Em algumas ocasiões, a vocação universal de um território é sustentada pela genuína crença nas suas capacidades para competir na liga das grandes cidades mundiais, assente na base de um forte consenso local, numa liderança aberta e partilhada e na reflexão sossegada e crítica sobre o modelo e o papel que o futuro reserva à cidade, em coerência com a sua identidade e trajetória.
A ninguém deverá surpreender, por exemplo, que Copenhaga e Amsterdão, históricos exemplos da hierarquização inteligente dos espaços urbanos a favor de uma relação harmónica entre veículos e ciclistas, retenham, em ex aequo, o cetro de capitais mundiais da mobilidade sustentável (dando, por exemplo, o seus nomes a inventos e produtos relacionados com a bicicleta, como a interessante Copenhagen Wheel desenvolvida pelo MIT de Massachusetts, contribuindo para reforçar a divulgação, a competitividade e a reputação dos seus ecossistemas urbanos).

########################################

- Ações a realizar:
1 – Qual é a tradução para inglês desta frase do excerto sobre as cidades e a mobilidade sustentável: «Em algumas ocasiões, a vocação universal de um território é sustentada pela genuína crença nas suas capacidades para competir na liga das grandes cidades mundiais, assente na base de um forte consenso local, numa liderança aberta e partilhada e na reflexão sossegada e crítica sobre o modelo e o papel que o futuro reserva à cidade, em coerência com a sua identidade e trajetória.»?
2 – Consegue dar seguimento ao excerto sobre as cidades e a mobilidade sustentável, escrevendo o que vem a seguir à sua última frase?

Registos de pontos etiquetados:
########################################

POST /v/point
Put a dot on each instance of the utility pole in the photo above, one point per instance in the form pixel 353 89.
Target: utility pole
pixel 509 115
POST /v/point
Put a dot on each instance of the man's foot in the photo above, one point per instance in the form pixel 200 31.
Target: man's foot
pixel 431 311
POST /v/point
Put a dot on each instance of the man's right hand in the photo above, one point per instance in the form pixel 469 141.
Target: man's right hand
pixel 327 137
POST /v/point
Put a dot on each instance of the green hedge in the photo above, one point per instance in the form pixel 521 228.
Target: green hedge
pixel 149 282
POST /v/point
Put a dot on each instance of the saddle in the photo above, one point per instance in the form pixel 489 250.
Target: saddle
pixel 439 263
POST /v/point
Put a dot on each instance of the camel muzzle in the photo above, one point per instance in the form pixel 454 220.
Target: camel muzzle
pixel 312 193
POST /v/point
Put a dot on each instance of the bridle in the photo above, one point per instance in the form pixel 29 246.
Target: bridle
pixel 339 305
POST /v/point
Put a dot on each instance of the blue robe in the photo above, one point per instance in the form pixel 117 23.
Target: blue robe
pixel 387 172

########################################

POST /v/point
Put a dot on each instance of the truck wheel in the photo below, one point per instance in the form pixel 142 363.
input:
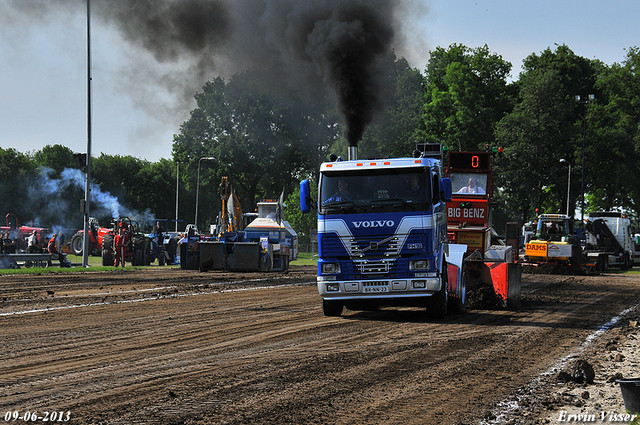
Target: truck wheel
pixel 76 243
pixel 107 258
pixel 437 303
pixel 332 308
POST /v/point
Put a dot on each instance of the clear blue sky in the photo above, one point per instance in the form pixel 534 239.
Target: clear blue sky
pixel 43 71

########################################

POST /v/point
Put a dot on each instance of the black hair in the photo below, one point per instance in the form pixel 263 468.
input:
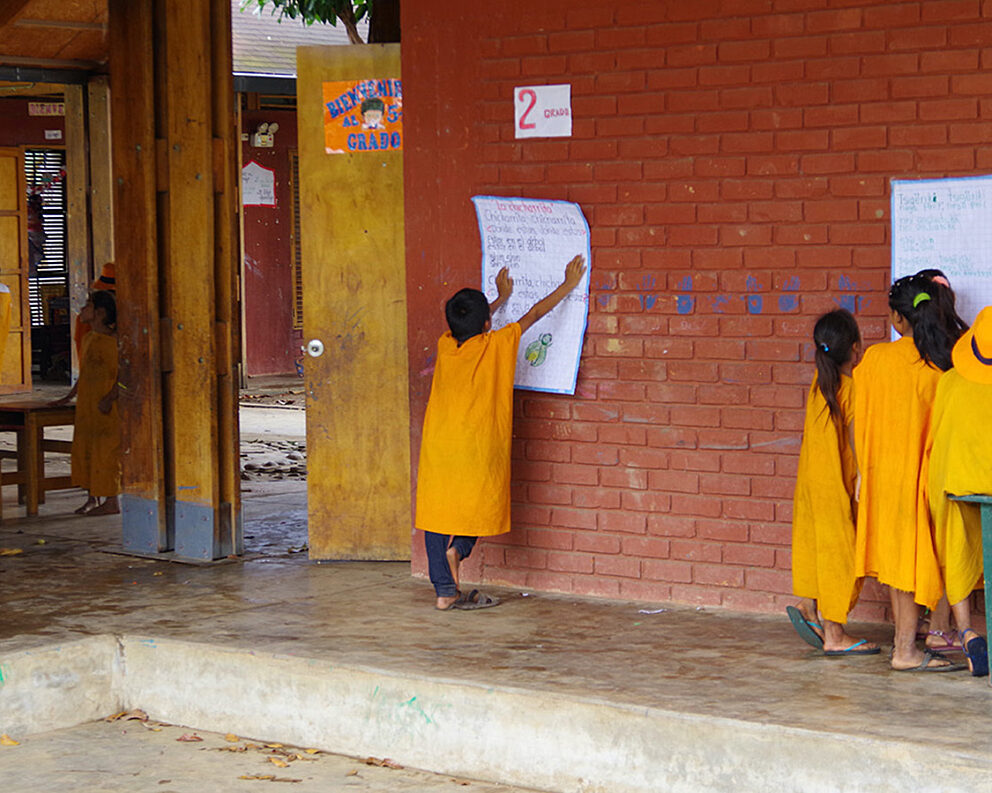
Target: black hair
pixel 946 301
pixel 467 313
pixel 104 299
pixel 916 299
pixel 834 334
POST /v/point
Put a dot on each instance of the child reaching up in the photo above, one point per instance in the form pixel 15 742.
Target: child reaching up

########################################

- Respostas dadas:
1 – On some occasions, a territory's universal vocation is sustained by a genuine belief in its capacity to compete in the league of the great world cities, resting on the foundation of a strong local consensus, on open and shared leadership, and on calm, critical reflection about the model and the role that the future holds for the city, consistent with its identity and trajectory.

2 –
Do mesmo modo, é quase unânime o aplauso coletivo para a excelente estratégia coletiva de transformação reputacional da cidade de Medellín, que deixou de ressoar na mente de todos como um lugar obscuro universalmente conhecido pela sua vinculação à criminalidade e aos cartéis mais sangrentos de droga para se tornar num modelo exemplar e reconhecido de cidade fértil para a inovação e desenvolvimento. Baseada numa forte liderança política próxima do cidadão, na indispensável dotação orçamental e no design e na execução de interessantes políticas que incidiram sobre a própria trama urbana da cidade e, também, no exercício de uma inteligentíssima Diplomacia Urbana que levou os seus líderes e representantes a defender, com argumentos e astúcia, o presente e o futuro da Medellín inovadora em incontáveis fóruns mundiais.
Em circunstâncias diferentes, porventura mais conjunturais, não foi por acaso que Sadiq Khan, que sucedeu a Boris Johnson como presidente da câmara de Londres, – até hoje uma das capitais mundiais com maior projeção global – decidiu, depois de conhecer o resultado do referendo post-Brexit, pôr fim à emergente retórica protecionista e provinciana, apressando-se a concertar um encontro com a mediática presidente da câmara de Paris, Anne Hidalgo, para reivindicar a vocação universal e aberta da cidade (e a sua discutível posição como centro financeiro mundial).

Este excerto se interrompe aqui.